== Dataset entries

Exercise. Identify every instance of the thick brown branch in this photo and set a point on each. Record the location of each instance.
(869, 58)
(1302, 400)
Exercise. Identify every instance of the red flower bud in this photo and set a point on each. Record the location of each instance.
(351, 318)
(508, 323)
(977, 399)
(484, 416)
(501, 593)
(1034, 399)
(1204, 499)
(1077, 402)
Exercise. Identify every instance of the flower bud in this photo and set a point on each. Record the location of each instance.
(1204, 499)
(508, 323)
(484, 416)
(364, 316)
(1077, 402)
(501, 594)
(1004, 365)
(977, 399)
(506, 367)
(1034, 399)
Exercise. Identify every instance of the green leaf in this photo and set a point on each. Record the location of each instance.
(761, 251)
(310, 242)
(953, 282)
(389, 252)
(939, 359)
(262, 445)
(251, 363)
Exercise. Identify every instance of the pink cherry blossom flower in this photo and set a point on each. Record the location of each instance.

====

▶ [What the exercise asks] Format every line of the records above as a JSON list of strings, one string per line, and leave out any blank lines.

▶ [Solution to this task]
[
  "Exercise. Identify every instance of the thick brown branch in this photo and set a point on each. Record the location of each instance.",
  "(869, 58)",
  "(1302, 400)",
  "Exercise. Identify every instance of the red flower bud in this photo and set a point on each. Record the location of each instance.",
  "(351, 318)",
  "(508, 323)",
  "(977, 399)",
  "(484, 416)",
  "(501, 593)",
  "(1034, 399)",
  "(1204, 499)",
  "(1077, 402)",
  "Exercise. Identify every instance of the flower bud in this photo and set a point on each. Record the location of each instance.",
  "(1204, 499)",
  "(508, 323)",
  "(484, 416)",
  "(364, 316)",
  "(1077, 402)",
  "(501, 594)",
  "(1004, 365)",
  "(977, 399)",
  "(506, 367)",
  "(1034, 399)",
  "Exercise. Identify every instance of the green leaf in this photo and set a point on each. Record the location of each instance.",
  "(761, 251)",
  "(310, 242)",
  "(953, 282)",
  "(389, 252)",
  "(939, 359)",
  "(262, 445)",
  "(251, 363)",
  "Exercise. Identify every instance of the pink cherry blossom flower in this photo and set a point on each. Record the location of each instance."
]